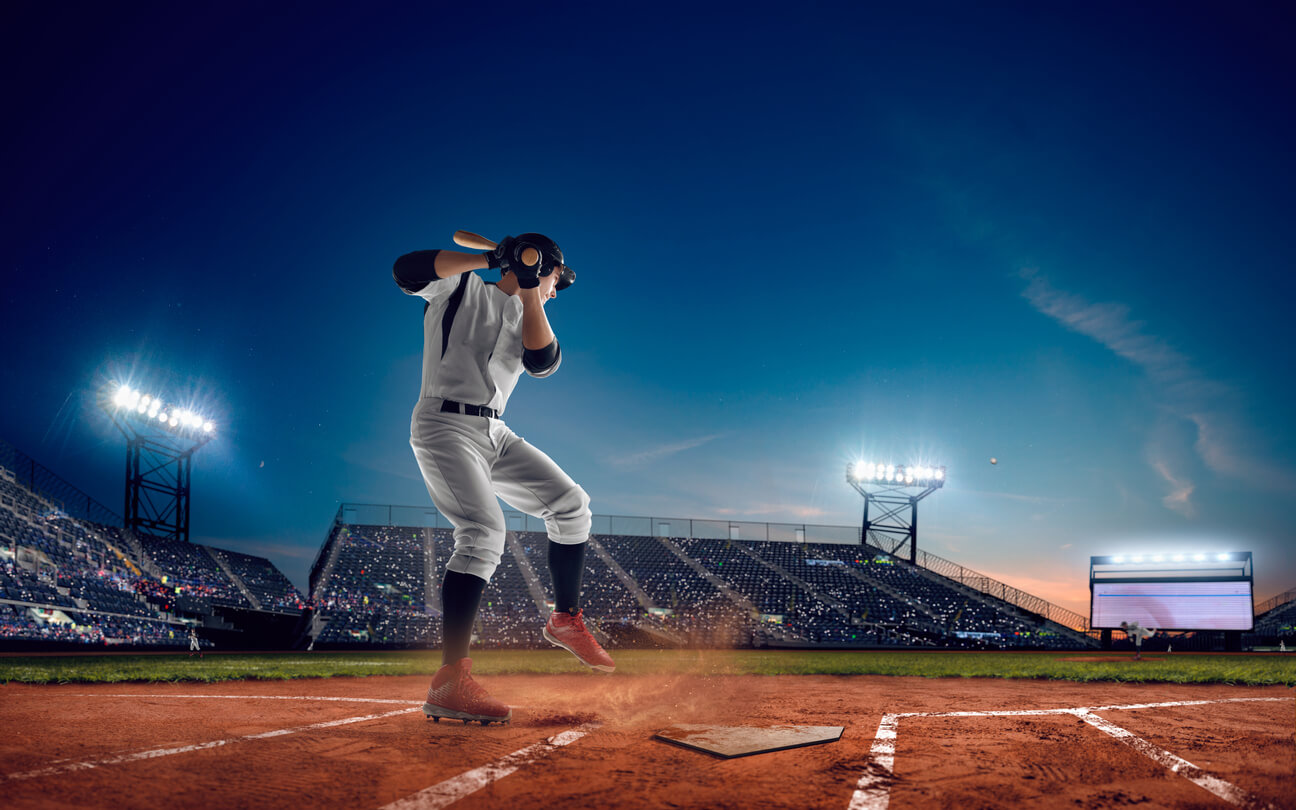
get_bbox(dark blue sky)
[0,3,1296,613]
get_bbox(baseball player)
[1121,622,1156,661]
[393,233,614,724]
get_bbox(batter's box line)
[849,697,1296,810]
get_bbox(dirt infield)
[0,673,1296,810]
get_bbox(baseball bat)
[455,231,540,267]
[455,231,495,250]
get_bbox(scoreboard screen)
[1090,578,1256,630]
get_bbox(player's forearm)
[517,288,553,349]
[391,250,486,293]
[437,250,486,279]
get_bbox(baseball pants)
[410,398,591,582]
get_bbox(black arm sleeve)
[391,250,441,293]
[522,338,559,377]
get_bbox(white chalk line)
[69,693,422,706]
[382,723,599,810]
[1074,712,1273,807]
[0,701,421,781]
[848,697,1296,810]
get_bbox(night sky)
[0,3,1296,616]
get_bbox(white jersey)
[406,272,562,415]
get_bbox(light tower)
[846,461,945,565]
[100,385,216,542]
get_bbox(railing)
[918,550,1089,632]
[336,503,859,544]
[0,439,123,526]
[329,503,1089,632]
[1256,588,1296,618]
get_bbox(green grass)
[0,649,1296,686]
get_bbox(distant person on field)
[1121,622,1156,661]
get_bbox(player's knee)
[446,520,504,582]
[446,548,500,582]
[548,485,594,543]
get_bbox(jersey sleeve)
[522,338,562,377]
[391,250,459,302]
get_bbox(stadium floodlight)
[98,384,215,542]
[846,461,945,565]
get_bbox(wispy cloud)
[608,433,723,467]
[1152,461,1198,517]
[1021,270,1296,517]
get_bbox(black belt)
[441,399,499,419]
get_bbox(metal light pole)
[846,461,945,565]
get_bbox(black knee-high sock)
[441,570,486,665]
[550,540,588,614]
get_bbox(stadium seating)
[0,458,302,647]
[213,548,306,610]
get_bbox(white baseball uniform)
[398,259,591,582]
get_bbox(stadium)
[0,0,1296,810]
[0,432,1296,807]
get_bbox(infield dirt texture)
[0,651,1296,810]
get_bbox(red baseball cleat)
[422,658,513,726]
[544,610,617,673]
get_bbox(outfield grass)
[0,649,1296,686]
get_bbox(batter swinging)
[393,233,614,724]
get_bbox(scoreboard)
[1089,552,1256,630]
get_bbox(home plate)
[653,724,845,759]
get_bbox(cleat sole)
[542,625,617,673]
[422,704,513,726]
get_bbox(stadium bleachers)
[213,548,306,610]
[0,458,302,647]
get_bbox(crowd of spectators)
[0,469,301,645]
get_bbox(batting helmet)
[499,233,575,290]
·····
_Objective_:
Write out all the rows again with "railing" swapped for "guardrail" and nothing else changed. Leave the pictures out.

_Written answer_:
get_bbox(dark blue sky)
[0,3,1296,613]
get_bbox(baseball player)
[1121,622,1156,661]
[393,233,614,724]
get_bbox(batter's box line)
[849,697,1296,810]
get_bbox(dirt infield)
[0,673,1296,810]
get_bbox(baseball bat)
[455,231,540,267]
[455,231,495,250]
get_bbox(scoreboard screen)
[1090,578,1256,630]
get_bbox(player's forearm)
[517,288,553,349]
[391,250,486,293]
[437,250,486,279]
get_bbox(baseball pants)
[410,398,591,582]
get_bbox(black arm sleeve)
[391,250,441,293]
[522,338,559,377]
get_bbox(white chalk line)
[69,693,422,706]
[382,723,599,810]
[1074,712,1273,807]
[0,701,421,781]
[848,697,1296,810]
get_bbox(night sky)
[0,3,1296,616]
get_bbox(white jersey)
[406,272,562,415]
get_bbox(light tower)
[846,461,945,565]
[100,385,216,542]
get_bbox(guardrail)
[918,550,1089,632]
[336,503,859,544]
[0,439,123,526]
[329,503,1089,632]
[1256,588,1296,618]
get_bbox(green grass)
[0,649,1296,686]
get_bbox(distant person on field)
[1121,622,1156,661]
get_bbox(player's knee)
[446,520,504,582]
[446,548,500,582]
[548,485,594,543]
get_bbox(jersey sleeve)
[522,338,562,377]
[391,250,459,302]
get_bbox(stadium floodlight)
[98,384,215,542]
[846,461,945,565]
get_bbox(wispy cloud)
[608,433,723,467]
[1152,461,1198,517]
[1021,270,1296,517]
get_bbox(black belt)
[441,399,499,419]
get_bbox(metal light pole)
[846,461,945,565]
get_bbox(black knee-high sock)
[441,570,486,665]
[550,540,588,614]
get_bbox(stadium seating)
[0,458,302,647]
[213,548,306,610]
get_bbox(white baseball uniform)
[398,259,591,582]
get_bbox(stadium)
[0,0,1296,810]
[0,432,1296,807]
get_bbox(infield dirt texture)
[0,651,1296,810]
get_bbox(red baseball cleat)
[422,658,513,726]
[544,610,617,673]
get_bbox(outfield grass)
[0,649,1296,686]
get_bbox(batter swinging)
[393,233,614,724]
get_bbox(scoreboard)
[1089,552,1256,630]
get_bbox(home plate)
[653,724,845,759]
get_bbox(cleat sole)
[542,625,617,673]
[422,704,513,726]
get_bbox(stadium bleachers)
[213,548,306,610]
[0,458,302,647]
get_bbox(crowd of spectators)
[0,469,301,645]
get_bbox(batting helmet)
[499,233,575,290]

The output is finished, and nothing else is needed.